Present every line of the entries below as a numbered list, omitting any blank lines and excluding the pictures.

======== RECORD EXTRACTS ========

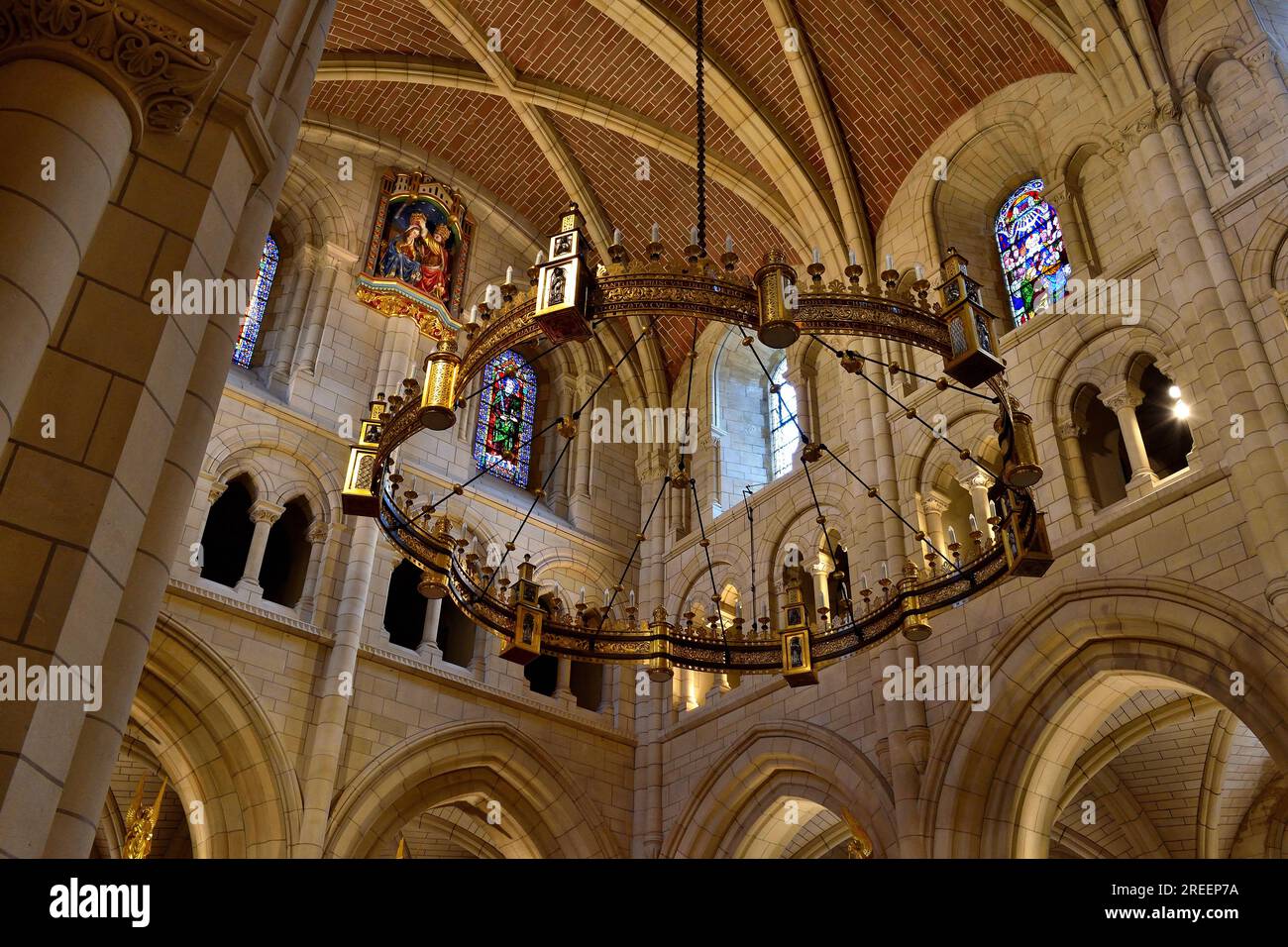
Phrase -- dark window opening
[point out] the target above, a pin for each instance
(226, 540)
(404, 607)
(286, 556)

========

# [FULL ANSWER]
1. Phrase -- dark window opening
2. [point out] the target above, a pin for each instance
3. (226, 540)
4. (404, 607)
5. (286, 556)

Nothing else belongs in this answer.